• [Set task]:
Rewrite the Reddit classification project text from "# Reddit Classification" to "using classification modeling?", replacing "subreddit" with "community".

• [Selected text]:
* begin *

# Reddit Classification Project: Analyzing r/bitcoin and r/wallstreetbets

### Problem: Can we accurately predict a subreddit from a reddit post's title using classification modeling?

#### Data Collection/Generation
We will use pushshift api to obtain data from reddit.com, below is a test process.

In [1]:
import requests #imports
import pandas as pd

In [2]:
base_url = 'https://api.pushshift.io'
submission_endpt = '/reddit/submission/search' #we will use submission titles
comment_endpt = '/reddit/comment/search'

In [3]:
params = {
    'subreddit': 'bitcoin',
    'size': 500
}

In [4]:
res = requests.get(base_url + submission_endpt, params)

In [5]:
res.status_code #success

200

In [6]:
data = res.json()

In [7]:
posts = data['data']

In [8]:
posts[:1] #it works!

[{'all_awardings': [],
  'allow_live_comments': False,
  'author': 'ElectronJonSA',
  'author_flair_css_class': None,
  'author_flair_richtext': [],
  'author_flair_text': None,
  'author_flair_type': 'text',
  'author_fullname': 't2_eil99',
  'author_patreon_flair': False,
  'author_premium': False,
  'awarders': [],
  'can_mod_post': False,
  'contest_mode': False,
  'created_utc': 1620070234,
  'domain': 'self.Bitcoin',
  'full_link': 'https://www.reddit.com/r/Bitcoin/comments/n451ip/blockchain_funds_dissapeared/',
  'gildings': {},
  'id': 'n451ip',
  'is_crosspostable': True,
  'is_meta': False,
  'is_original_content': False,
  'is_reddit_media_domain': False,
  'is_robot_indexable': True,
  'is_self': True,
  'is_video': False,
  'link_flair_background_color': '',
  'link_flair_richtext': [],
  'link_flair_text_color': 'dark',
  'link_flair_type': 'text',
  'locked': False,
  'media_only': False,
  'no_follow': True,
  'num_comments': 0,
  'num_crossposts': 0,
  'over_18': False

In [9]:
len(posts) #only 100 posts at a time though

100

In [10]:
posts[-1]['created_utc']

1620056031

In [11]:
df = pd.DataFrame(posts)

* end *

• [Records supplied]:
* begin *

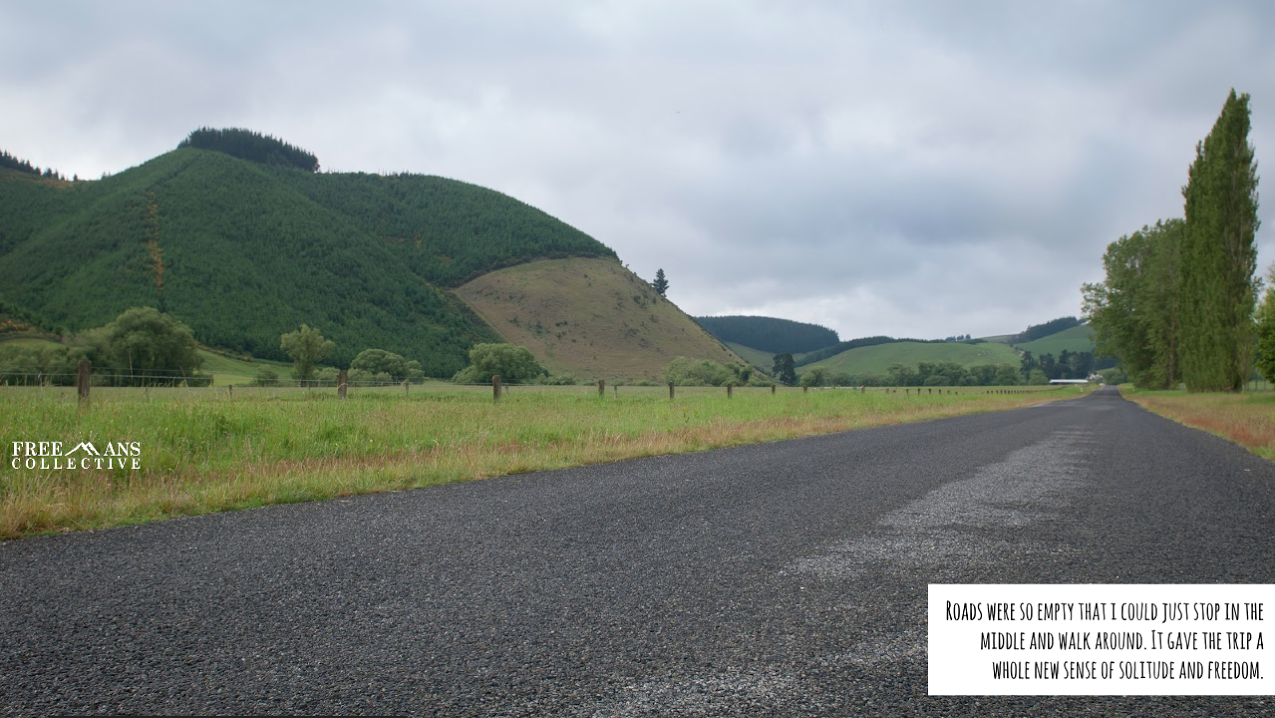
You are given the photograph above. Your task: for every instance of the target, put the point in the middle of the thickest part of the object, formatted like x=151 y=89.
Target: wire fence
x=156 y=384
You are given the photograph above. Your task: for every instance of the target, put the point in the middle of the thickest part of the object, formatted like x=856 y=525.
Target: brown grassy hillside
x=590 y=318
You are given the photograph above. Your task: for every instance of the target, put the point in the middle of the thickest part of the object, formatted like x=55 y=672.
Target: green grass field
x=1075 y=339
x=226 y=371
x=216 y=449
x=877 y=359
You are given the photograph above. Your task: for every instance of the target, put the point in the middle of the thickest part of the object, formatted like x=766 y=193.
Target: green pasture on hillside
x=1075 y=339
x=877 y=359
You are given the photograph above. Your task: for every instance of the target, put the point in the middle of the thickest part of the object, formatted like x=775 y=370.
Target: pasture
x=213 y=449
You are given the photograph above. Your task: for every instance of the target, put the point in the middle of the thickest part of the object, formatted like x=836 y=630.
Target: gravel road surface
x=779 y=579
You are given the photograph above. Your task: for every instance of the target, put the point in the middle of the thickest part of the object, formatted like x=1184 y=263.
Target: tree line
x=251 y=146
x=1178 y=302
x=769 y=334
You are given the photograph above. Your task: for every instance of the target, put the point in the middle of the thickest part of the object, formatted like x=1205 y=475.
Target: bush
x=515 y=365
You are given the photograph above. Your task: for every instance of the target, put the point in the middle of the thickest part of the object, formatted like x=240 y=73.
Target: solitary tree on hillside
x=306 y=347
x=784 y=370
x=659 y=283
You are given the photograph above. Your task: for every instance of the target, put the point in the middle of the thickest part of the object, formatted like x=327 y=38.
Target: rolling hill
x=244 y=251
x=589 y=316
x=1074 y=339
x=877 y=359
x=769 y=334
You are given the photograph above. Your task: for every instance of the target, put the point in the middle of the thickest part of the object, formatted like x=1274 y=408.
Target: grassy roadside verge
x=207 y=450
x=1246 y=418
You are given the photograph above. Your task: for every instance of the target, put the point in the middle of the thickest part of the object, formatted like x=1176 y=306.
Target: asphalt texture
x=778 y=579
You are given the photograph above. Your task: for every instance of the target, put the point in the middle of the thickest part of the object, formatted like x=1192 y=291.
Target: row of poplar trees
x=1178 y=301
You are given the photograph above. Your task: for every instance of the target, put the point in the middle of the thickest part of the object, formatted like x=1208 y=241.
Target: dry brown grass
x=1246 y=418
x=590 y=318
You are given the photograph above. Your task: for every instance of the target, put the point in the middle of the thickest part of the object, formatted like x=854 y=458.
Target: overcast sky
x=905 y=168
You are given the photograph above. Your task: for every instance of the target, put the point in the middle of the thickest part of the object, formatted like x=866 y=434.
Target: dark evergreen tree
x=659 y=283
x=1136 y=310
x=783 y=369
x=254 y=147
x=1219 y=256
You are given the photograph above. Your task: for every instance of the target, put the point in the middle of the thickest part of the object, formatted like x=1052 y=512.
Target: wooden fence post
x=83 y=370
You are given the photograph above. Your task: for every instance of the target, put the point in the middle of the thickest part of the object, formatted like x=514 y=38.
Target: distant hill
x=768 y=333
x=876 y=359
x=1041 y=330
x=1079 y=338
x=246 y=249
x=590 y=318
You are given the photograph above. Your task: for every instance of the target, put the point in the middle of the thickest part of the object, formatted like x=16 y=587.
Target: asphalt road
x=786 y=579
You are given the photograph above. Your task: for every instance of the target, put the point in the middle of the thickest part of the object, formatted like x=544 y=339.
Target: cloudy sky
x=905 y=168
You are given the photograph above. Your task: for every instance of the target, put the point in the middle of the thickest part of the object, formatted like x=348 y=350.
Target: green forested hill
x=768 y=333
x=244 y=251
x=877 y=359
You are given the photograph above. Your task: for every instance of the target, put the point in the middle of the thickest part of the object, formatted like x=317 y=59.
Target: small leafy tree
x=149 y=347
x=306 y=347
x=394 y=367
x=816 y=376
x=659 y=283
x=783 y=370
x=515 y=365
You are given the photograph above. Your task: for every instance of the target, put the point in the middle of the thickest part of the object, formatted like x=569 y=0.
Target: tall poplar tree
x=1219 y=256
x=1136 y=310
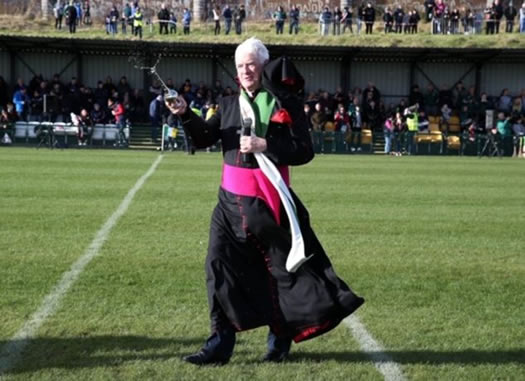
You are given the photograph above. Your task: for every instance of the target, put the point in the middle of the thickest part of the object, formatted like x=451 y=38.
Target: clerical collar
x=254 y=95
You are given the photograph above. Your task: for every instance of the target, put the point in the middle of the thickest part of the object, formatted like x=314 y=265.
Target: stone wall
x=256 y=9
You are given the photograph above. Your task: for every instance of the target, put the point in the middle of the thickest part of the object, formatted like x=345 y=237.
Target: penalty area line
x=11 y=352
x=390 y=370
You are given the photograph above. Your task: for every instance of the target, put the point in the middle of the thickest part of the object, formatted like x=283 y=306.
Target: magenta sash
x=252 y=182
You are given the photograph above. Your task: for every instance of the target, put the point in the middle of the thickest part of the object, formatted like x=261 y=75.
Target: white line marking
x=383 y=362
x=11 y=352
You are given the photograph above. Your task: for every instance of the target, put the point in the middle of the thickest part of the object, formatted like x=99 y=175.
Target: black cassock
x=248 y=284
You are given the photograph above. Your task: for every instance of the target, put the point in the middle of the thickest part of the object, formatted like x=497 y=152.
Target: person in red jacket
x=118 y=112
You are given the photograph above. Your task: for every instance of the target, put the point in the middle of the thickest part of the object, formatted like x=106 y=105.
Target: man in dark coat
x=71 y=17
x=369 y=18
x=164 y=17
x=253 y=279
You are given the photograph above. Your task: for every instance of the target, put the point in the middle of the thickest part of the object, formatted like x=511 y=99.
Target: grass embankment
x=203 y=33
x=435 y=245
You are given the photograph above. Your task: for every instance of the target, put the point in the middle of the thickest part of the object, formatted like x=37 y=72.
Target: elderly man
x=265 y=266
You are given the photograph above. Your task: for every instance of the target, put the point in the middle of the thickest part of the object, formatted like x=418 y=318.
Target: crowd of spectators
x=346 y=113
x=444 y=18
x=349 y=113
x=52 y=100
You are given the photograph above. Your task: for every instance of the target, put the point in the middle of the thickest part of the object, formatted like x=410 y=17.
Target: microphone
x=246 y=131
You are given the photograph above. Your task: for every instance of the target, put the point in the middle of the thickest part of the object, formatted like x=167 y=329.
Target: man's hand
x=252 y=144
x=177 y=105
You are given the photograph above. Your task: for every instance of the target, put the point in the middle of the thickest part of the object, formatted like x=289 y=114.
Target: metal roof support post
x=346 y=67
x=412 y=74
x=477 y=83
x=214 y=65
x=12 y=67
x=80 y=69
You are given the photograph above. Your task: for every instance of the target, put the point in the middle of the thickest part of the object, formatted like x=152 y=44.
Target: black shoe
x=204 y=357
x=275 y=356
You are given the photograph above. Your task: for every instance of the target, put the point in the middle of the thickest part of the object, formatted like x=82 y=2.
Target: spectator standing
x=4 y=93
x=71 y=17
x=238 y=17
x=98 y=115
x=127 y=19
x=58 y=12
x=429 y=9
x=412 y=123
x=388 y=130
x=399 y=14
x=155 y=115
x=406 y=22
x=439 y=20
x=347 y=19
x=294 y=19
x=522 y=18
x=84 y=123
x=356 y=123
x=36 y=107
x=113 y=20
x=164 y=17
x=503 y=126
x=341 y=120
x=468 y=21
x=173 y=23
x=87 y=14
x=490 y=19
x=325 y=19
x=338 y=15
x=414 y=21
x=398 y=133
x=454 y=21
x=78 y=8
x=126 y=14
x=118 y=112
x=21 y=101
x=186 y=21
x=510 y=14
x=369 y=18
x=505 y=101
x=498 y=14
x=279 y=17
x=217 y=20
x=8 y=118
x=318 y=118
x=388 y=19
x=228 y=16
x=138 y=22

* end *
* begin *

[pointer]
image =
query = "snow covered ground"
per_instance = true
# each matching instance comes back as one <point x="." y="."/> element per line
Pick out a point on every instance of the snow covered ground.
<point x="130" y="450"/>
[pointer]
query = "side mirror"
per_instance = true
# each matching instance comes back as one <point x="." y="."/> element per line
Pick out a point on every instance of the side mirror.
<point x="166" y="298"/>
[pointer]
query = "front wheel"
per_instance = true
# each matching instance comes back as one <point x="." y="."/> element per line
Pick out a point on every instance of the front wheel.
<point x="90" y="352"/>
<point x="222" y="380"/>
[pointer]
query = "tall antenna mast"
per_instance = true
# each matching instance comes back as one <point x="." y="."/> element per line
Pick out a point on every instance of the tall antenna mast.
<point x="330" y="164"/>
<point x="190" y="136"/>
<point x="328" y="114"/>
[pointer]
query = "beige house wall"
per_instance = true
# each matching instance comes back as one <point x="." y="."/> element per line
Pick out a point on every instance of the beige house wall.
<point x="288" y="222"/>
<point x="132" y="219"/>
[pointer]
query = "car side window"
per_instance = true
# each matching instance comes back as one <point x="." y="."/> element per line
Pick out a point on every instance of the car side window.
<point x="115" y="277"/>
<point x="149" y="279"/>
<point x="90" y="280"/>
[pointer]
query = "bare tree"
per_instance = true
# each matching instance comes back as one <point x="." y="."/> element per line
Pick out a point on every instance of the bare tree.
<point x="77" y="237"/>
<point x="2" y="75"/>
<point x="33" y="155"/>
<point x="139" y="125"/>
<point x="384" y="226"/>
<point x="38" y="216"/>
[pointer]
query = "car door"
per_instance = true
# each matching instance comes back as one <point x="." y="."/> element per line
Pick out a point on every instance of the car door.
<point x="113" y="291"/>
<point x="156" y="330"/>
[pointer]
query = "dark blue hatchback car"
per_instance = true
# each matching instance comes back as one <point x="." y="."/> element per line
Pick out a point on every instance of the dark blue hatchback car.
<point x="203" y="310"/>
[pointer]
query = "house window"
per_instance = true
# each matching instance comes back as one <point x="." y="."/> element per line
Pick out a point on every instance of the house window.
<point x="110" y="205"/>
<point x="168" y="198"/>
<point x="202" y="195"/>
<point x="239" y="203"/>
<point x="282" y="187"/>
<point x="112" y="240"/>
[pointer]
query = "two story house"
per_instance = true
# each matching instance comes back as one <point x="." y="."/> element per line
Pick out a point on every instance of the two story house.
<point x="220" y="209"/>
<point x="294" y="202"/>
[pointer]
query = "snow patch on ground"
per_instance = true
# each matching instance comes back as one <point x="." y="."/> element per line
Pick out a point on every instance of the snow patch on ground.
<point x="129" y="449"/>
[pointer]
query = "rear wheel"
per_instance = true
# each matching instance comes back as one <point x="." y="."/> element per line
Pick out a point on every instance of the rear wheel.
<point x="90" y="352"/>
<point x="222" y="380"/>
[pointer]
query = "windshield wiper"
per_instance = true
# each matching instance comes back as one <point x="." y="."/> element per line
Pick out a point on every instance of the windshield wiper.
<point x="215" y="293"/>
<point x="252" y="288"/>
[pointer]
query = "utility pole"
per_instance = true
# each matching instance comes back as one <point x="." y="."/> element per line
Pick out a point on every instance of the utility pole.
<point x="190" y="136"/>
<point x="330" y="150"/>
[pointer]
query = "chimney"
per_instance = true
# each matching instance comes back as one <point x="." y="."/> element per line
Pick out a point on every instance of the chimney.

* end *

• [Output of the exercise]:
# Reddit Classification Project: Analyzing r/bitcoin and r/wallstreetbets

### Problem: Can we accurately predict a community from a reddit post's title using classification modeling?